**Given data**
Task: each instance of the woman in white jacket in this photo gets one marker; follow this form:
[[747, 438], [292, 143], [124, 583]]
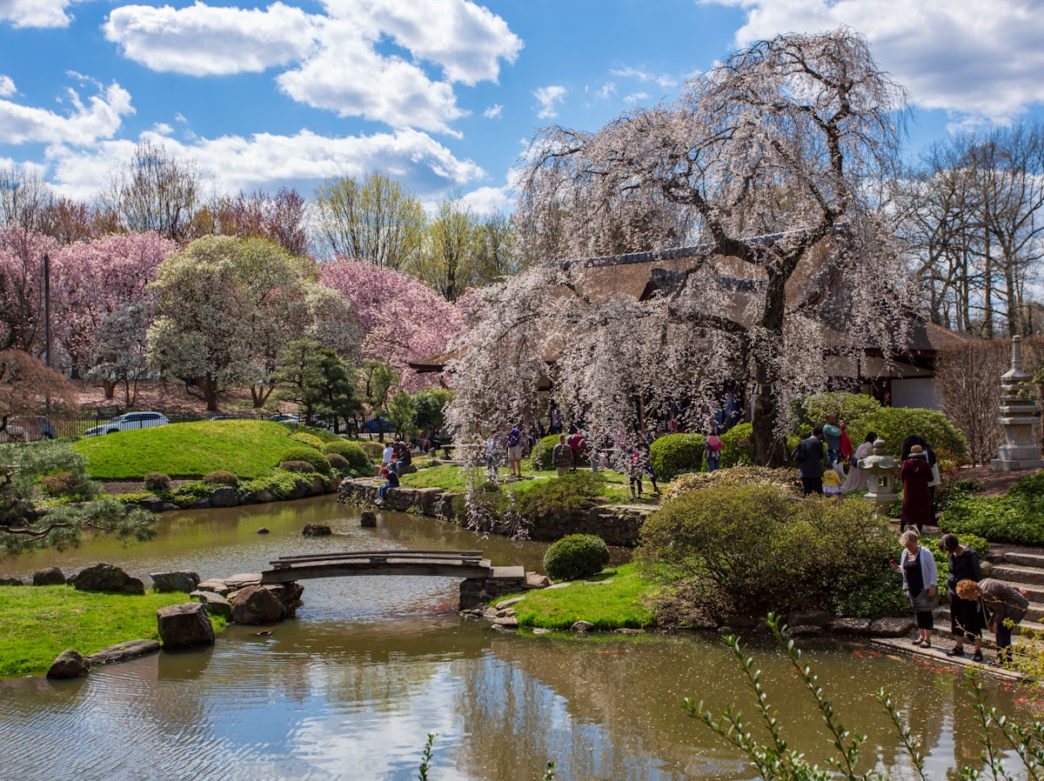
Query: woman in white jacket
[[920, 584]]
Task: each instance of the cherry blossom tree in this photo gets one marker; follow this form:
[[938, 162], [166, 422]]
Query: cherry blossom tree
[[227, 308], [101, 303], [400, 320], [773, 163]]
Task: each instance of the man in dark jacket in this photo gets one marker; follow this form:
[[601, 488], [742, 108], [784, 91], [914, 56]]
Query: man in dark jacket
[[809, 457]]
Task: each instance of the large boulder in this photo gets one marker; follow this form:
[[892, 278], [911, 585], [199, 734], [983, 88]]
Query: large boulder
[[49, 576], [256, 606], [185, 626], [169, 582], [69, 664], [108, 578]]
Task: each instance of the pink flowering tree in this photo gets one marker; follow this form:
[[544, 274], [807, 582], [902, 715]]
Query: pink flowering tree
[[400, 318], [22, 287], [102, 304]]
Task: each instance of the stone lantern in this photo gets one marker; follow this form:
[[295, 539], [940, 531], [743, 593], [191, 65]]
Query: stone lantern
[[1019, 416], [881, 469]]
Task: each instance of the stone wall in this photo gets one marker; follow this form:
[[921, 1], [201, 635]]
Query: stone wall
[[616, 525]]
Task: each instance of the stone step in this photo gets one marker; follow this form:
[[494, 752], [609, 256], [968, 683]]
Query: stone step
[[1018, 574], [1023, 559]]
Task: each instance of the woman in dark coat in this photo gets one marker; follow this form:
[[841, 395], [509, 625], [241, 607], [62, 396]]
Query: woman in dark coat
[[916, 474], [966, 616]]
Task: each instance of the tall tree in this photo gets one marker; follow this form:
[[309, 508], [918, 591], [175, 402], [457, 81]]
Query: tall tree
[[156, 192], [377, 221], [775, 157], [227, 308]]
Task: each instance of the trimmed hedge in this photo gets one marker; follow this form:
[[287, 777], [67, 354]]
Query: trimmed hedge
[[672, 454], [574, 557], [351, 452]]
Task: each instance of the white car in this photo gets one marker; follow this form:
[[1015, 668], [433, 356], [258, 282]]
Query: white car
[[127, 422]]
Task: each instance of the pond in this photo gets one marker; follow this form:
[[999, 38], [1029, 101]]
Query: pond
[[351, 688]]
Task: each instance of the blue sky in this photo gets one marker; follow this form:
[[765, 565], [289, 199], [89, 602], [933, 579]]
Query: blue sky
[[441, 94]]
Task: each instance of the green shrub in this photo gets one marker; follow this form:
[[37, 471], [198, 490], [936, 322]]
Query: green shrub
[[310, 455], [352, 452], [158, 481], [895, 424], [762, 551], [1029, 486], [736, 446], [540, 457], [574, 557], [338, 462], [220, 477], [373, 449], [68, 486], [306, 438], [672, 454], [567, 494], [853, 408], [1013, 519]]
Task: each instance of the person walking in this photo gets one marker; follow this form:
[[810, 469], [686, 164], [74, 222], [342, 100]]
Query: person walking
[[966, 618], [809, 457], [916, 475], [1002, 606], [920, 584]]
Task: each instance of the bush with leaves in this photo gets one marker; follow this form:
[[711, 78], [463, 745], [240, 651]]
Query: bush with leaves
[[353, 453], [1013, 518], [737, 447], [158, 482], [220, 477], [69, 486], [540, 457], [761, 550], [574, 557], [310, 455], [567, 494], [895, 424], [672, 454]]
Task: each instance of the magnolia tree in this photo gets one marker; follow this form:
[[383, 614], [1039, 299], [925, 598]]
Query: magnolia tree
[[227, 308], [773, 161], [22, 254], [400, 318], [101, 303]]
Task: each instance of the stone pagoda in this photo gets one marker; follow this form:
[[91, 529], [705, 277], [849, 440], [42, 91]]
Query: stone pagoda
[[1020, 417]]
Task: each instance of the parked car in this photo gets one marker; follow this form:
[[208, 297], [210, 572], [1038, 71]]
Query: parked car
[[127, 422], [28, 428], [284, 418]]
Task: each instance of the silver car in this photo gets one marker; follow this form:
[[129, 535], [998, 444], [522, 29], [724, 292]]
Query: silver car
[[128, 421]]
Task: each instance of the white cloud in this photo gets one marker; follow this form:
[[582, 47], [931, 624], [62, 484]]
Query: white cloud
[[348, 76], [202, 40], [100, 118], [235, 163], [549, 97], [36, 13], [467, 40], [961, 55]]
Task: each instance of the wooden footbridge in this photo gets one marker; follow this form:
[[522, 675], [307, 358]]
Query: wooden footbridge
[[480, 580], [437, 563]]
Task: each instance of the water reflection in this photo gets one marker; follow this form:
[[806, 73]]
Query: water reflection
[[351, 688]]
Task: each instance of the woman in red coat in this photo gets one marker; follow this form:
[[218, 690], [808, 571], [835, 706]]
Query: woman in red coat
[[916, 474]]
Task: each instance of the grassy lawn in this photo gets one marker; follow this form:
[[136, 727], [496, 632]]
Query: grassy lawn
[[187, 450], [614, 599], [41, 621]]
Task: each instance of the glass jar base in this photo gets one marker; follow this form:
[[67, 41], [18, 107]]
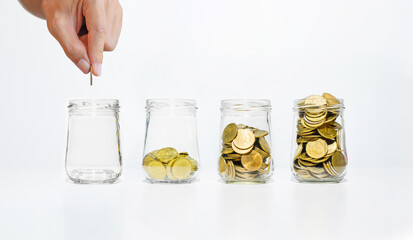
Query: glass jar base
[[168, 181], [247, 182], [319, 180], [90, 176]]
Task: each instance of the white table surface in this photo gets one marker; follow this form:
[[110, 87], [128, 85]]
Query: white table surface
[[370, 204]]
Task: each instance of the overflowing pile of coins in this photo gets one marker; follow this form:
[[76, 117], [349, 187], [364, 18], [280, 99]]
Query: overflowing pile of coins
[[319, 153], [168, 163], [245, 154]]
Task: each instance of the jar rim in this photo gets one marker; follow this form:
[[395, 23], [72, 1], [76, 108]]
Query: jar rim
[[170, 103], [299, 104], [244, 104], [93, 104]]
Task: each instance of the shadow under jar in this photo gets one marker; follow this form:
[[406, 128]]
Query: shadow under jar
[[171, 141], [93, 148], [318, 147], [245, 141]]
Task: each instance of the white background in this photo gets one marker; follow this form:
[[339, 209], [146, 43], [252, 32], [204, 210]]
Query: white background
[[210, 50]]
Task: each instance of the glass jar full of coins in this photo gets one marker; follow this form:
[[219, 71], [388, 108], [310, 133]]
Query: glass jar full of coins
[[318, 147], [171, 142], [245, 149]]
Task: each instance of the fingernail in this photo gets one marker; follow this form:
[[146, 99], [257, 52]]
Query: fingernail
[[83, 65], [98, 69]]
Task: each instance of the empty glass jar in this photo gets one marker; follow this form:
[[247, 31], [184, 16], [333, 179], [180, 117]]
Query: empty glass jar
[[171, 141], [245, 141], [93, 148], [318, 148]]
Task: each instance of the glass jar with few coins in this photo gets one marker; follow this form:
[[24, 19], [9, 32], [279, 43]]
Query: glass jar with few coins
[[171, 142], [245, 149], [318, 146]]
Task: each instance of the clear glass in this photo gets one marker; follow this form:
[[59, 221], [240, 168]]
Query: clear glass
[[318, 144], [245, 151], [93, 148], [171, 141]]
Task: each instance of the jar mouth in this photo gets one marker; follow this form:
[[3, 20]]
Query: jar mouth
[[300, 104], [81, 104], [245, 104], [170, 103]]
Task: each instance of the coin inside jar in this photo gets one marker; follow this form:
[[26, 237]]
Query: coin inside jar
[[319, 152], [168, 163], [249, 159], [245, 139]]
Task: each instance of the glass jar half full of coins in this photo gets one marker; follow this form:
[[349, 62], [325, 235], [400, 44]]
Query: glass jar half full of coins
[[171, 142], [245, 149], [318, 147]]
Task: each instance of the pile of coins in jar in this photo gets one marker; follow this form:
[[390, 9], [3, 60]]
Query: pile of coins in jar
[[168, 163], [245, 153], [319, 154]]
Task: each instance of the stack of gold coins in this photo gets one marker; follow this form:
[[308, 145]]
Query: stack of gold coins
[[169, 164], [245, 154], [319, 153]]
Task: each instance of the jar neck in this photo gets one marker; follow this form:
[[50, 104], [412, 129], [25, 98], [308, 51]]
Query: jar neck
[[93, 106], [246, 105], [171, 105], [300, 105]]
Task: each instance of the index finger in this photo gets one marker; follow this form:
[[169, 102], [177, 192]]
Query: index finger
[[94, 12]]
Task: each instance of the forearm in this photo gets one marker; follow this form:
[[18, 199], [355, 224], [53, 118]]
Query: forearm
[[34, 7]]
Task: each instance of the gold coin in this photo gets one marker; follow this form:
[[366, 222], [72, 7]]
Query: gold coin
[[233, 156], [298, 151], [316, 149], [331, 118], [241, 151], [194, 164], [156, 170], [241, 169], [166, 154], [303, 163], [147, 159], [329, 168], [331, 148], [181, 168], [320, 160], [230, 132], [316, 170], [227, 150], [327, 131], [245, 139], [339, 162], [251, 161], [315, 100], [264, 144], [231, 164], [338, 139], [311, 126], [315, 119], [169, 170], [304, 156], [269, 164], [263, 153], [260, 133], [331, 100], [222, 165]]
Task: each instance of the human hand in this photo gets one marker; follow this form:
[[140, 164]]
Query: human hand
[[84, 29]]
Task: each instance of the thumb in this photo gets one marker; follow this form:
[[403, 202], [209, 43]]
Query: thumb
[[64, 31]]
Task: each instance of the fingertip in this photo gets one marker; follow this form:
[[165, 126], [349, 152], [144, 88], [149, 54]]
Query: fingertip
[[97, 69], [83, 65]]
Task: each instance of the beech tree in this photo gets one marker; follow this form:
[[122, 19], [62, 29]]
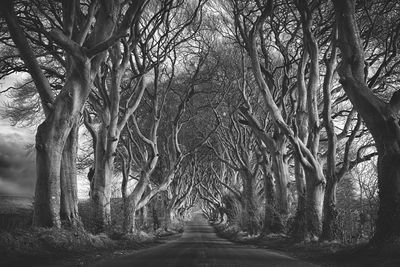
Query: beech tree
[[380, 117], [83, 37]]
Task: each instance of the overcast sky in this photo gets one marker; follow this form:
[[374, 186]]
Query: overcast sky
[[17, 161]]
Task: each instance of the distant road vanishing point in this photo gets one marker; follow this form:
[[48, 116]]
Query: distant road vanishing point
[[199, 246]]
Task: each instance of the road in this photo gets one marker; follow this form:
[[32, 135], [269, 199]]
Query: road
[[199, 246]]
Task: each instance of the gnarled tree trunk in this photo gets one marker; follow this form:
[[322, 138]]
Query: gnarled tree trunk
[[68, 180], [381, 118]]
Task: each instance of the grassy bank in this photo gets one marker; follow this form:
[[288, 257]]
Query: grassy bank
[[320, 253]]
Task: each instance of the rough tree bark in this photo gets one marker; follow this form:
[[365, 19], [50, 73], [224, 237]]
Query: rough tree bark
[[382, 120], [68, 179], [63, 111]]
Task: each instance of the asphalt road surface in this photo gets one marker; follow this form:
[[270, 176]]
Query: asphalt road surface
[[199, 246]]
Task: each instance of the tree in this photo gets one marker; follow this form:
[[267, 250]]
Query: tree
[[83, 43], [380, 117]]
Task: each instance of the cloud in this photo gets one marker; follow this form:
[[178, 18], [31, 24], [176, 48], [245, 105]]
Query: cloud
[[17, 162]]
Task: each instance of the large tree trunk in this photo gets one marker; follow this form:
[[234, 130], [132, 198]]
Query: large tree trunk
[[281, 171], [51, 137], [249, 205], [129, 223], [314, 206], [381, 119], [68, 179], [298, 229], [101, 194], [330, 226], [272, 219]]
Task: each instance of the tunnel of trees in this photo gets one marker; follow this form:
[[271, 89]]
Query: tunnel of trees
[[273, 116]]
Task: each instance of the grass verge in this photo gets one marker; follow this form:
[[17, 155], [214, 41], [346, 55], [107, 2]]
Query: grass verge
[[320, 253]]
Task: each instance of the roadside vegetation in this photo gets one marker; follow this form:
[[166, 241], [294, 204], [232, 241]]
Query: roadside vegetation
[[279, 120]]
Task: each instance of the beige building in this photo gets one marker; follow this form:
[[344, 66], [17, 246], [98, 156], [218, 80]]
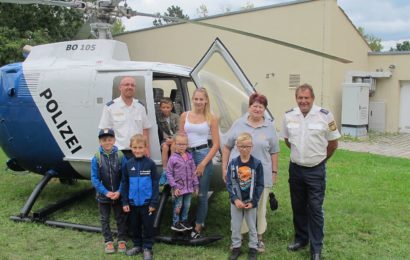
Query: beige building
[[276, 70]]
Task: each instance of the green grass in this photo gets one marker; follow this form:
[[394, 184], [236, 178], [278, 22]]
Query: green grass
[[367, 213]]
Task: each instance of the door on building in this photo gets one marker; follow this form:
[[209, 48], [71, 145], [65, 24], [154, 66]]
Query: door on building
[[405, 107]]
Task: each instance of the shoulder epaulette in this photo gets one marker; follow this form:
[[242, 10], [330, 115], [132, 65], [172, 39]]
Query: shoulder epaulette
[[110, 103], [324, 111]]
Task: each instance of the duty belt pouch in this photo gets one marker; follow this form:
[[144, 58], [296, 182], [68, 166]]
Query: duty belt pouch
[[273, 202]]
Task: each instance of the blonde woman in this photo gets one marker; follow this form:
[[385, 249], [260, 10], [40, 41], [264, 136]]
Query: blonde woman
[[198, 125]]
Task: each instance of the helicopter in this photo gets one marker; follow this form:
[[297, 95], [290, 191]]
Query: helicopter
[[51, 103]]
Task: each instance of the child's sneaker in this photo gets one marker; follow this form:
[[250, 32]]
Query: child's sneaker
[[236, 251], [109, 247], [186, 225], [122, 246], [253, 252], [261, 246], [195, 234], [163, 180], [147, 254], [178, 227], [134, 251]]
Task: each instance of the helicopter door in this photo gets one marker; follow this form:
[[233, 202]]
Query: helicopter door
[[227, 85], [108, 82]]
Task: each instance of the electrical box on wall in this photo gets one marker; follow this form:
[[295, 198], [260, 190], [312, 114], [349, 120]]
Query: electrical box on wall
[[355, 109]]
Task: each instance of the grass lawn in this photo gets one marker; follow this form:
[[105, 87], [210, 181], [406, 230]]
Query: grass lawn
[[367, 216]]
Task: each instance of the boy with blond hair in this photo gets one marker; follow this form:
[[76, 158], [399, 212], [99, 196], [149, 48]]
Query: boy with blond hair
[[106, 168], [244, 183], [140, 191]]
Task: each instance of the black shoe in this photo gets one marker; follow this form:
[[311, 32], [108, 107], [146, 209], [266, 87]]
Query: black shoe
[[134, 251], [235, 253], [195, 234], [253, 252], [178, 227], [186, 225], [147, 254], [296, 246]]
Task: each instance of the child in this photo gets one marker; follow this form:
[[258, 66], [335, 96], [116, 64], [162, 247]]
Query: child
[[168, 124], [245, 185], [106, 168], [139, 192], [183, 181]]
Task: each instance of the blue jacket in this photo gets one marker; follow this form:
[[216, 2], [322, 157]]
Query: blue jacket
[[233, 181], [107, 177], [140, 183]]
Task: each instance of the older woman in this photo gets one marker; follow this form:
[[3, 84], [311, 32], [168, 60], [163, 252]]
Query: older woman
[[265, 148]]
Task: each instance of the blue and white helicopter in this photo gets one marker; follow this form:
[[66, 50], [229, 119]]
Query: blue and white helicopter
[[51, 103]]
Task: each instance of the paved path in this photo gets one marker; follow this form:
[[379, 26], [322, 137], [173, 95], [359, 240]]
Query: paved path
[[397, 145]]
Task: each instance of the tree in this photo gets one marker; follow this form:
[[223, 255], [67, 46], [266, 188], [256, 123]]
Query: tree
[[404, 46], [33, 25], [373, 41], [172, 11], [202, 11]]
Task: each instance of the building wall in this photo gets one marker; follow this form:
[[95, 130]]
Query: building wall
[[388, 90], [318, 24]]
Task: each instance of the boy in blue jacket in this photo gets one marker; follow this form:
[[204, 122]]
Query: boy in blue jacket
[[106, 168], [140, 192], [245, 185]]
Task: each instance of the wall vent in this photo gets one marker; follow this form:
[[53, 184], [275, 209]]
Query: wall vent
[[294, 80]]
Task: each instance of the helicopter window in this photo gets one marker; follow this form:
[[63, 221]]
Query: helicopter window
[[164, 87], [139, 88], [228, 97]]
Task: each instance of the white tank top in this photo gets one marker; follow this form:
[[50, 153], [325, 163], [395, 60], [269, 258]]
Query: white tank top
[[197, 133]]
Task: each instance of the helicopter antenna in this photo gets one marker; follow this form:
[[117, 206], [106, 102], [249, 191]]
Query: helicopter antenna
[[101, 14]]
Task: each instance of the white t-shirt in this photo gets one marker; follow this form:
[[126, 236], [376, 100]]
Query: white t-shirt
[[125, 120], [309, 136]]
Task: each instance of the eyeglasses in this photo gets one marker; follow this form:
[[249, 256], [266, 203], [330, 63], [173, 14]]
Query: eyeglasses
[[245, 147]]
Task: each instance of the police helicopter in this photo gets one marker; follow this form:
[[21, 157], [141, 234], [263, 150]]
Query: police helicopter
[[51, 103]]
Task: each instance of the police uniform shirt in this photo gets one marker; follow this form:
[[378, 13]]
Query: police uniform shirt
[[125, 120], [309, 136]]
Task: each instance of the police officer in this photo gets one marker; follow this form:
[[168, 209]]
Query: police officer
[[311, 134], [127, 116]]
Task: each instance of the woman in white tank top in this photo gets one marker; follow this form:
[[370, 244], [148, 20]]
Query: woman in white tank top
[[198, 124]]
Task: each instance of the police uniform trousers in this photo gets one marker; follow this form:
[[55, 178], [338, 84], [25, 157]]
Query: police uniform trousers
[[307, 191]]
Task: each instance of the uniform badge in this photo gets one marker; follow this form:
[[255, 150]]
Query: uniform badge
[[332, 126]]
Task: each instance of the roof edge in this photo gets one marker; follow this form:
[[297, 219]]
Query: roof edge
[[222, 15]]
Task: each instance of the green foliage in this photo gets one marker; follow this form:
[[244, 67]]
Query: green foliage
[[172, 11], [366, 216], [373, 41], [34, 24], [404, 46]]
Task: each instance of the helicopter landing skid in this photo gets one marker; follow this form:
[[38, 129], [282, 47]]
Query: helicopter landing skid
[[41, 215]]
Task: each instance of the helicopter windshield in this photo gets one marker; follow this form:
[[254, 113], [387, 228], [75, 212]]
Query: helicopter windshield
[[227, 86]]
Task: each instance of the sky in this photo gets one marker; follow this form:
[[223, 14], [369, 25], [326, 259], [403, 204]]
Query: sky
[[388, 20]]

**Work to be completed**
Duplicate the part of the listing above that opens with the line containing "Task: each instance of the overflowing" and closes with the line containing "[[319, 153], [168, 163], [245, 154]]", keeping both of those lines and changing nothing.

**Task answer**
Task: each instance of the overflowing pile of coins in this photo gets one marker; follow this form:
[[76, 117], [349, 187], [364, 18], [280, 99]]
Query: overflowing pile of coins
[[319, 153], [168, 163], [245, 154]]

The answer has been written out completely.